> [Material shown]
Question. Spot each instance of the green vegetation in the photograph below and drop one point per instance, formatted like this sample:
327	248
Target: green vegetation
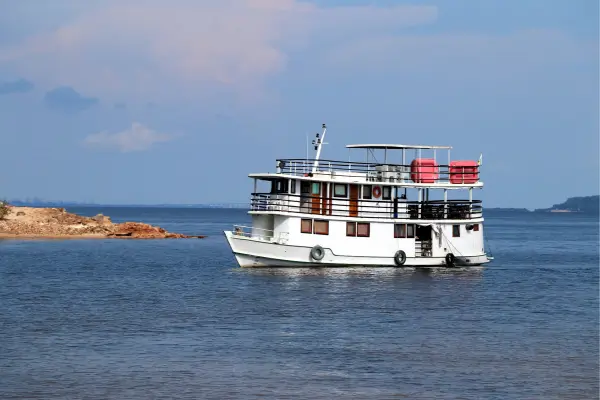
585	204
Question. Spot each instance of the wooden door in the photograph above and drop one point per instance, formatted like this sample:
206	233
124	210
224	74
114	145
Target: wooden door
315	190
353	201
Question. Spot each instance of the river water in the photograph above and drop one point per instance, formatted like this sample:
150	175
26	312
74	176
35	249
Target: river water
162	319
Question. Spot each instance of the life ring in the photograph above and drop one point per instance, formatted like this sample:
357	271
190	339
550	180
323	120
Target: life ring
450	259
400	258
317	253
377	192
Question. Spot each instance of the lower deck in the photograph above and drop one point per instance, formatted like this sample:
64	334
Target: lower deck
274	239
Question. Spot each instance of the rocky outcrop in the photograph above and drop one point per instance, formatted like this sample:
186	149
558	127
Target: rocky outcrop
57	222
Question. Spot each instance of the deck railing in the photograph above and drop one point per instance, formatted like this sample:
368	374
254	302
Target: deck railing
262	234
386	209
377	172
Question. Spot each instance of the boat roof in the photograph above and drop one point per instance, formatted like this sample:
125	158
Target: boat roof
393	146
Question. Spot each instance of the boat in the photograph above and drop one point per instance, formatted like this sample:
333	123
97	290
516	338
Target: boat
381	211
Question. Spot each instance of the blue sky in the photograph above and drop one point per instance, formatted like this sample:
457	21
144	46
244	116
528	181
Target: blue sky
176	102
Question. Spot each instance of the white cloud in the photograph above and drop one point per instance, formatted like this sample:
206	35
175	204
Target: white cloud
125	48
136	138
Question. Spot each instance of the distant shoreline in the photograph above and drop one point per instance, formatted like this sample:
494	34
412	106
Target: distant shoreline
579	205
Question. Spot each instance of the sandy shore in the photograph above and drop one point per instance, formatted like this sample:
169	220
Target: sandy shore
57	223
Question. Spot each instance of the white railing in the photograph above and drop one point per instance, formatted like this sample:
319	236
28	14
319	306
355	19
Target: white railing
266	235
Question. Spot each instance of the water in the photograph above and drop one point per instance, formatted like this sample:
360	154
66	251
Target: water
120	319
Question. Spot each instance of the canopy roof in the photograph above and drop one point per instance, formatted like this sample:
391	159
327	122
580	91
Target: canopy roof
394	146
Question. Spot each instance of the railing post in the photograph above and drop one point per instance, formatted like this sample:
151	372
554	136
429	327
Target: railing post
445	203
470	202
419	204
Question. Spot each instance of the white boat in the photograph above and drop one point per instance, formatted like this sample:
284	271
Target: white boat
379	212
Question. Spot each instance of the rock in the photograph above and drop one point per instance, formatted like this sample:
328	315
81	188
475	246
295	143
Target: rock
57	222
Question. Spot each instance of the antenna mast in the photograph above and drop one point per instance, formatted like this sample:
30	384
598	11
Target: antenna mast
318	142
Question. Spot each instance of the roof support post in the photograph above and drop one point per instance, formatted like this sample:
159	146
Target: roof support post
445	203
420	198
470	202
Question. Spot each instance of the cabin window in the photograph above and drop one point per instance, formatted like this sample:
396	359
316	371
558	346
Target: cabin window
386	193
350	228
363	229
367	191
340	190
404	231
279	186
306	226
316	188
400	230
455	230
304	187
321	227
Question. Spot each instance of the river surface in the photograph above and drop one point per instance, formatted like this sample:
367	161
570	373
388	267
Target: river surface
178	319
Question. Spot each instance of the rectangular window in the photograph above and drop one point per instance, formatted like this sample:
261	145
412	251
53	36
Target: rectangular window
306	226
404	231
279	186
350	228
340	190
316	188
321	227
304	187
455	230
399	230
386	193
363	229
410	231
367	192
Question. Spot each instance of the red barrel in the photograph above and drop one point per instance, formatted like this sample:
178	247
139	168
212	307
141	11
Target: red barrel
424	170
465	171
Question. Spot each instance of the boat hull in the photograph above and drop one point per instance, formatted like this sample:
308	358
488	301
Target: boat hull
250	252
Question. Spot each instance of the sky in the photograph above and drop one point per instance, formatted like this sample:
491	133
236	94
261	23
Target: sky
146	102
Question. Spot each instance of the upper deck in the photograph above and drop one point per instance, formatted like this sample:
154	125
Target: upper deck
419	172
386	174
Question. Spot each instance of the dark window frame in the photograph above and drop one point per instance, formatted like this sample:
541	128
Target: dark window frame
455	230
414	231
368	224
345	195
302	225
389	194
326	224
305	187
353	225
370	192
407	231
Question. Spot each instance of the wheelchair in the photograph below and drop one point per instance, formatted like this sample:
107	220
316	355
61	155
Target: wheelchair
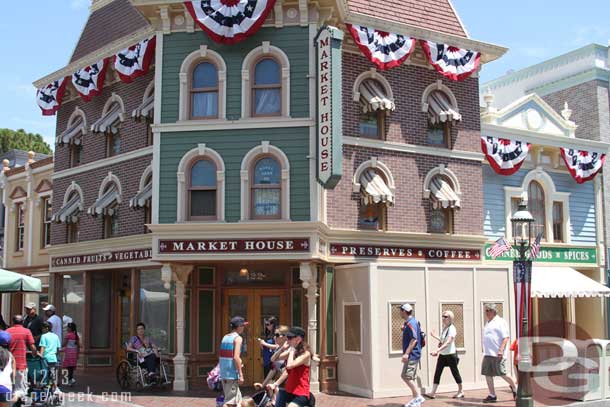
130	375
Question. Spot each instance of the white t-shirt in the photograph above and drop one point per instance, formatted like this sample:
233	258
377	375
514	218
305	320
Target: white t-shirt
494	333
447	332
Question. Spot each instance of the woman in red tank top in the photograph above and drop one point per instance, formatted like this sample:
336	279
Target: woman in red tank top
298	361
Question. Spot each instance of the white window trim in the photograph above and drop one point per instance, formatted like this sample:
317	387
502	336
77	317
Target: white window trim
246	165
438	85
202	53
377	165
265	49
351	352
392	304
204	152
371	74
550	195
444	171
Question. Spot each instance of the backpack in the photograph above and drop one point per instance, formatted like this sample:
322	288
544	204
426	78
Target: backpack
213	379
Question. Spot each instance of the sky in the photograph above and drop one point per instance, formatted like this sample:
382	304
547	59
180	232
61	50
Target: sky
38	37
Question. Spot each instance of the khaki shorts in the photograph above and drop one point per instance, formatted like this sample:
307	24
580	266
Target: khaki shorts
493	366
409	370
231	391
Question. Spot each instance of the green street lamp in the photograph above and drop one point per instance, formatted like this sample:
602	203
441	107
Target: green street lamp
522	223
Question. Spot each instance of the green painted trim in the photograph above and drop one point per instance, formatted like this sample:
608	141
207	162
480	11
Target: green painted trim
549	64
572	255
571	81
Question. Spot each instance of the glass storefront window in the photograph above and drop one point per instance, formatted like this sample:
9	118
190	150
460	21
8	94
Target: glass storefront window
73	301
154	306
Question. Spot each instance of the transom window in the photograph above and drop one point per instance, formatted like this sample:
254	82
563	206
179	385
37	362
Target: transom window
267	88
204	91
202	190
266	189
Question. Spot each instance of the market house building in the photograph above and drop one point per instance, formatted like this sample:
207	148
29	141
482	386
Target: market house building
28	203
566	203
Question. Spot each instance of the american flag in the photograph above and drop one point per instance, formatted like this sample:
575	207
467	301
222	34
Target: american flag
535	249
500	246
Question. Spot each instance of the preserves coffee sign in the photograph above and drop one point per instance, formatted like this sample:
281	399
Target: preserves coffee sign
102	258
221	246
328	45
357	250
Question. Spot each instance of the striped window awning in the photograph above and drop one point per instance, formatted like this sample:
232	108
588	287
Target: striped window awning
69	212
374	190
440	108
142	198
106	204
144	112
109	122
443	195
374	98
72	135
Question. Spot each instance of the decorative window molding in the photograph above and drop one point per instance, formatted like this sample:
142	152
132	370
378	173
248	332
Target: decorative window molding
378	166
551	195
195	57
247	71
246	166
202	152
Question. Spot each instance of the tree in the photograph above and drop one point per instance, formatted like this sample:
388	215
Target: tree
20	140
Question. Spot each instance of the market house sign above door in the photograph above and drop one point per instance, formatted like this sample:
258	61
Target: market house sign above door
357	250
578	255
222	246
330	154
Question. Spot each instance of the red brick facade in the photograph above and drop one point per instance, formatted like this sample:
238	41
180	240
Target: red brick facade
133	137
408	125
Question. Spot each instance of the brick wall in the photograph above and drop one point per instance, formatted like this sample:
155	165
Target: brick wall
408	124
411	211
133	134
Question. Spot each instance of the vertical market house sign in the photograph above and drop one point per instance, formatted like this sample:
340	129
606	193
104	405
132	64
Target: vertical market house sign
330	155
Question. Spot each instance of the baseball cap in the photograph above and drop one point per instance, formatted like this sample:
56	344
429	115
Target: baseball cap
406	307
238	321
296	331
5	338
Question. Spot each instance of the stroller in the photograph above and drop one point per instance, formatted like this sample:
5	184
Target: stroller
42	388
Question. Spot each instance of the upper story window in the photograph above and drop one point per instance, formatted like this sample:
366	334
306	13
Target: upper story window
267	88
443	114
204	91
202	190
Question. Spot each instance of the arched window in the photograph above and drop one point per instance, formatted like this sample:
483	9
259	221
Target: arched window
204	91
266	189
267	88
202	190
536	206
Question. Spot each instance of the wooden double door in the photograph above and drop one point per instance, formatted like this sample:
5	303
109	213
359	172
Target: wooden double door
255	305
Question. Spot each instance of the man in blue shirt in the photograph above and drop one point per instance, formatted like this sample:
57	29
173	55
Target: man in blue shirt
411	353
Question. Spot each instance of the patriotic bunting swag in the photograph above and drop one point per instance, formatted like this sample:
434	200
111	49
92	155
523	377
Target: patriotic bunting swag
505	156
89	80
49	98
229	21
133	62
583	165
386	50
454	63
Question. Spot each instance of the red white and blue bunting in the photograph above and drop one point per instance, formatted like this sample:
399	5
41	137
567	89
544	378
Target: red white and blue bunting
229	21
583	165
452	62
49	98
133	62
505	156
386	50
89	80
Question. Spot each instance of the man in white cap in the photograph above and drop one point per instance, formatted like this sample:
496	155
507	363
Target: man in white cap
56	322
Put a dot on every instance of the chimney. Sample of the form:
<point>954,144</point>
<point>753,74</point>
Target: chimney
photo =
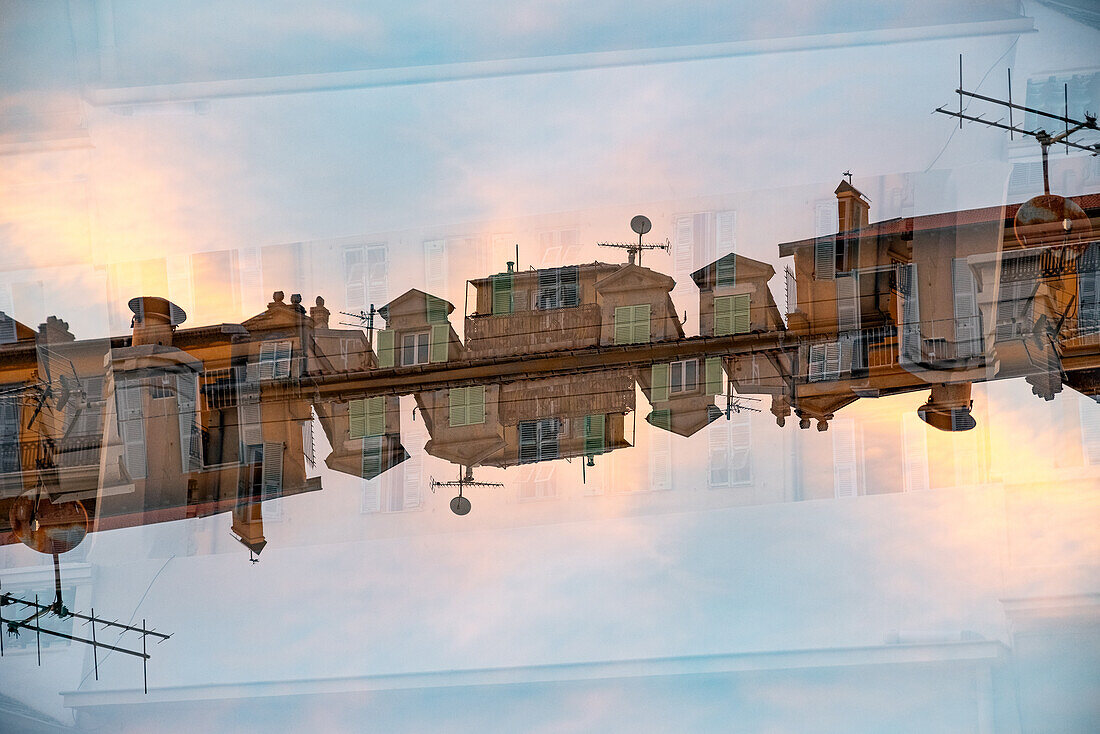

> [Goal of the exercise] Above are the records; report each line in them that includes the word "chimney".

> [Solution for this problem]
Put a dot on every instance of the chimney. Sample of the form:
Target: chimney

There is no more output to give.